**Reading text**:

▼

We felt no need to "keep the black back and the brown down," a popular racist "joke" at the time. During all those years when we thought our fight was won, Northerners were amazed to see that race relations were better in the South than in the North. Why should that be a surprise? Down South, even during segregation, blacks and whites were in one another's lives. When the maid came to clean she first had a cup of coffee with her white "Madame" to talk with genuine concern about the upcoming surgery facing the maid's husband. There wasn't much of that up North.
When the law abolished white supremacy, whites and blacks were left with all that acquaintanceship. My generation of white Southerners was proud when our "superior" race relationship was noticed by people from other parts of the country and those from foreign countries.
My generation-mates, mind you, were not the first "good white people" in the South. Our elders moved the needle from implacable hatred and no relationship whatsoever up to blacks and whites being business partners. Business was usually sharing profits from working good "bottom land," and the rules were as follows. The black partner would show up at the "service entrance" of the white landowner's residence. The white partner would welcome his no-longer-slave partner, and they'd sit down and deal over the kitchen table. Afterward the landowner's wife and children might come to the kitchen for a greeting with their family partner, who also took his leave through other than the front door.
That "other than the front door" habit was clung to as the last vestige of a once secure White Supremacy.
And so deeply ingrained was that habit that when the world-acknowledged-and-reknown inventor of "Bee-Bop," Dizzy Gillespie, was given a banquet at the home of the white mayor of his hometown, Cheraw, South Carolina, Dizzy showed up for the party honoring him at the mayor's kitchen door!
Remember Louis "Satchmo" Armstrong? When anybody asked him, "What's new?" he'd get a 500-watt smile and a rasping reply of, "White folks still in the lead!"
There were plenty of high notes we've been celebrating over the past half-century when we thought racism had been thrust to its rest, but "White folks still in the lead!" is not the one that we thought signaled our success.
That one was given to us by Dr. Frank Graham, president of the University of North Carolina, who said, "It takes the black and the white keys of the piano to play the Star-Spangled Banner."

▲

**Data extracts**:
▼

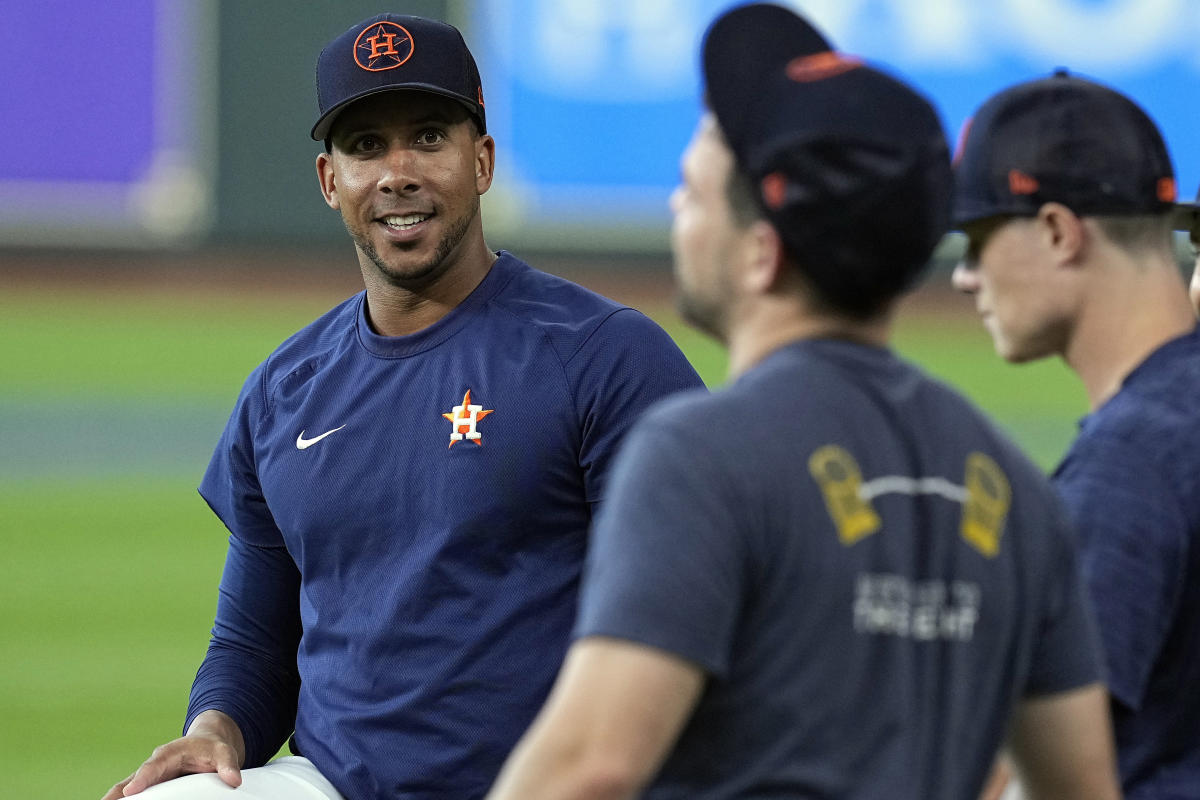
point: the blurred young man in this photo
(1187, 218)
(409, 480)
(833, 578)
(1065, 190)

▲

**Exercise aim**: In the passage on Southern race relations, swap "kitchen door" for "back door" and write out the section starting with "And so deeply" and going on through "signaled our success.".

**Exercise output**:
And so deeply ingrained was that habit that when the world-acknowledged-and-reknown inventor of "Bee-Bop," Dizzy Gillespie, was given a banquet at the home of the white mayor of his hometown, Cheraw, South Carolina, Dizzy showed up for the party honoring him at the mayor's back door!
Remember Louis "Satchmo" Armstrong? When anybody asked him, "What's new?" he'd get a 500-watt smile and a rasping reply of, "White folks still in the lead!"
There were plenty of high notes we've been celebrating over the past half-century when we thought racism had been thrust to its rest, but "White folks still in the lead!" is not the one that we thought signaled our success.